* [Exercise goal] Please give again, word for word, each line that falls between the line with "Query: woman's left hand" and the end of the data, inclusive.

* [Input]

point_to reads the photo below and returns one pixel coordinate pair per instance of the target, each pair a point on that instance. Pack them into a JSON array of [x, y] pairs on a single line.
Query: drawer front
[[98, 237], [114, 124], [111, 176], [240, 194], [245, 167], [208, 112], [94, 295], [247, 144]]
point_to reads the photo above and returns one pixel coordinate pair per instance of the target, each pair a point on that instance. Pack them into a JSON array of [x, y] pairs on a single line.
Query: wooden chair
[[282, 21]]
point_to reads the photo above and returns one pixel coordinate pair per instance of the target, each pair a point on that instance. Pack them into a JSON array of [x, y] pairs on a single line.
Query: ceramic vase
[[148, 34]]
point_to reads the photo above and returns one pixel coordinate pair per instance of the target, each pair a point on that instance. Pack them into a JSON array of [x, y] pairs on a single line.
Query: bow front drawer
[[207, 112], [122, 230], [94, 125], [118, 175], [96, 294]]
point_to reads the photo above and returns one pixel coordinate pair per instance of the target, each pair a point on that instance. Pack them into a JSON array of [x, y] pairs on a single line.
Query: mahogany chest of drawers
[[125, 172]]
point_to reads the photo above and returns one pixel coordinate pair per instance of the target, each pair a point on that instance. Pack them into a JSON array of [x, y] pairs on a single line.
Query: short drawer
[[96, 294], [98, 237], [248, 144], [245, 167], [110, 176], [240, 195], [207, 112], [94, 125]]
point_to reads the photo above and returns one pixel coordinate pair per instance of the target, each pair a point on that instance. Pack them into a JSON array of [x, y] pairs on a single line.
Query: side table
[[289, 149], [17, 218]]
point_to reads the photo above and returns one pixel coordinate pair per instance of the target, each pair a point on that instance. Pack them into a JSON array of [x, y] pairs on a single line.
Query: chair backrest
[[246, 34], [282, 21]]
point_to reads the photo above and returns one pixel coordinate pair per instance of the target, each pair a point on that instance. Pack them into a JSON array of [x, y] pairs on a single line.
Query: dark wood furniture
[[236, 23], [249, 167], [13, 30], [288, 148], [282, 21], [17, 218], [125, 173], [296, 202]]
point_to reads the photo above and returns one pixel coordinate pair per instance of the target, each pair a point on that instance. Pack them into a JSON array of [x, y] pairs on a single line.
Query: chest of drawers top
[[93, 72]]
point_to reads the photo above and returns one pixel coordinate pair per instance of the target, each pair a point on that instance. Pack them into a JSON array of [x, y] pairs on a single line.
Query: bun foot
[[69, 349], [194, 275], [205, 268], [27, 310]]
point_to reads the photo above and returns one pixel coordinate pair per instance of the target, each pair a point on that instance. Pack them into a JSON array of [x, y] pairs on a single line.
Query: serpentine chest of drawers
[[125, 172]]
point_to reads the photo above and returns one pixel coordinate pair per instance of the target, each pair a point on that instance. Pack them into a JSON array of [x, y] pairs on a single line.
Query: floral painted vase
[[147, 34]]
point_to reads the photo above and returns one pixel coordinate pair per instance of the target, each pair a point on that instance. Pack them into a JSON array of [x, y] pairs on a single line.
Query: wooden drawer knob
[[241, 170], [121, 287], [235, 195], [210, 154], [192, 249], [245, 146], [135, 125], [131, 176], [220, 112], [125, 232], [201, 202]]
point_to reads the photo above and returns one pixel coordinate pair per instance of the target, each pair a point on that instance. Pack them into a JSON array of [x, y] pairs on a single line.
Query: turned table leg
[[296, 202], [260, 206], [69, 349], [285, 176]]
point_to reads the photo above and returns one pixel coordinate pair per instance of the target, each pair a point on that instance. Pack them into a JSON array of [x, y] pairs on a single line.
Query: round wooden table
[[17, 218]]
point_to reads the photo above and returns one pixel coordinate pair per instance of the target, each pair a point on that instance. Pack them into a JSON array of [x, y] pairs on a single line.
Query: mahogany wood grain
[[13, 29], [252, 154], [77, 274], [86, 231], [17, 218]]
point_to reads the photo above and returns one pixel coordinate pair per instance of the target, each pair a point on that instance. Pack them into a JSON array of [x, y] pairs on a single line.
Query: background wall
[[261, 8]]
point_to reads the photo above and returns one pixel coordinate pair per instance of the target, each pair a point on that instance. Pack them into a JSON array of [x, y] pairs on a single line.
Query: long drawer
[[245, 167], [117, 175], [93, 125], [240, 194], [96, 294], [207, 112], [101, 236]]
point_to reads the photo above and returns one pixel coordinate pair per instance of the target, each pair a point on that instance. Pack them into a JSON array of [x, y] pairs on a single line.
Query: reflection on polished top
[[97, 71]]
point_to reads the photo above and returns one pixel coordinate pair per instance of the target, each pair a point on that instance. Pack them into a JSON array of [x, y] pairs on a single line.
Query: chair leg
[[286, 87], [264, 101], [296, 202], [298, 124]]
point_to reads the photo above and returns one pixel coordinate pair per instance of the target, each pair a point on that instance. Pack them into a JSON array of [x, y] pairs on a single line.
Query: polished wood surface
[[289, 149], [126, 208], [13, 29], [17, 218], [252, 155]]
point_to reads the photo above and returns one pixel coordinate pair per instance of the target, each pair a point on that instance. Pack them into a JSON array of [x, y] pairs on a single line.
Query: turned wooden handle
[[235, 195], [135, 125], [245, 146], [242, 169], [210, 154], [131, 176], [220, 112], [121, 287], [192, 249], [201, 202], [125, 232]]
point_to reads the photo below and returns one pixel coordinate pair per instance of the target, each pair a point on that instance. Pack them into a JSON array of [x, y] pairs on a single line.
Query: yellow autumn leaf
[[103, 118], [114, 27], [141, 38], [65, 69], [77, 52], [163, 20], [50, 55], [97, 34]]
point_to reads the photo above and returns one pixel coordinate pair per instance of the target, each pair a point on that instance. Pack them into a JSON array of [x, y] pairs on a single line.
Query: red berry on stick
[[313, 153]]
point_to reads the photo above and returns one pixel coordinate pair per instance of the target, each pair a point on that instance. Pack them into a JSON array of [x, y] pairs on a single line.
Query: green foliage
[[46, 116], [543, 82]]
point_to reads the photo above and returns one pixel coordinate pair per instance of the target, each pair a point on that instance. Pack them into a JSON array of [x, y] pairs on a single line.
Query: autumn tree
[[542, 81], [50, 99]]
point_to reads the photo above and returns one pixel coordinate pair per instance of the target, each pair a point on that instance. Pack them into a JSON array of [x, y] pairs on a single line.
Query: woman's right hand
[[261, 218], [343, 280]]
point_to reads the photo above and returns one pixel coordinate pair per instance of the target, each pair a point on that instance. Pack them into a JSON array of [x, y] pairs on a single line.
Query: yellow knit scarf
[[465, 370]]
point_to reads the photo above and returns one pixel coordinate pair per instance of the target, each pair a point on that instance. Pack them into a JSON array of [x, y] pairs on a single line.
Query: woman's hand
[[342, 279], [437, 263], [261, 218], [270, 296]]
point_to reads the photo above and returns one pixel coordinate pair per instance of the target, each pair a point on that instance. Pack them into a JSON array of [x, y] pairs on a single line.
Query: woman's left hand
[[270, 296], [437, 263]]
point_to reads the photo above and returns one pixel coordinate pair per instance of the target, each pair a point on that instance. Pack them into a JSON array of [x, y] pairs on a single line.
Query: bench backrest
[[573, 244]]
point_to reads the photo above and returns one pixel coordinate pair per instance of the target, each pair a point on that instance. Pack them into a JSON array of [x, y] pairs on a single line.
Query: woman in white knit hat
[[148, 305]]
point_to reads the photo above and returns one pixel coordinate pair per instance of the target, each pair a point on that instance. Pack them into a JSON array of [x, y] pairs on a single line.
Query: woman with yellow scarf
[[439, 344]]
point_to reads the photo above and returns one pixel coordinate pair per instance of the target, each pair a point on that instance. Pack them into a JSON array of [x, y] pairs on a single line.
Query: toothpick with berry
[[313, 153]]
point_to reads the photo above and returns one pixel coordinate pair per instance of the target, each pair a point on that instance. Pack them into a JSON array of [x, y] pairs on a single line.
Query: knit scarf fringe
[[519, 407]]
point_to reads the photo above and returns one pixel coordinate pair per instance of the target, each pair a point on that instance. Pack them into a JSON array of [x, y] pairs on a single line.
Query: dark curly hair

* [Reply to the exercise]
Query: woman's left hand
[[270, 296], [437, 263]]
point_to reads the photo above and returns one pixel coordinate pair per instance of the target, each pair a point on that instance. Pack them into a JSON array of [x, y] pairs on a single line.
Query: bench backrest
[[573, 244]]
point_to reads the photo above and returns one pixel coordinate pair per instance of the target, each pair a point on that instance. Pack them into a JSON array of [x, y] pairs on a single line.
Query: woman in white knit hat
[[148, 305]]
point_to reads the photo above and returns one pixel coordinate pair per instance of the target, each pair a point on that instance. Pack them into a JSON array of [x, y] pairs on a single line.
Query: woman with yellow scarf
[[439, 344]]
point_to reads the photo above and returns one pixel coordinate pair per instance of the target, each pair a point on that instance. Pack them into a JSON array of [x, y] pairs on a single line.
Query: toothpick with berry
[[313, 153]]
point_to reads the photo above and returns one pixel coordinate pair per instance of the target, each pair a point on that instance. Pack them into a JSON array of [x, y] pairs on a single line.
Query: knit scarf fringe
[[519, 407]]
point_to reads the photo above and returns one pixel coordinate pair per instance of the target, each pair a point on that instance. Pack them into a JSON array of [x, y] pairs on a single line.
Query: dark curly hair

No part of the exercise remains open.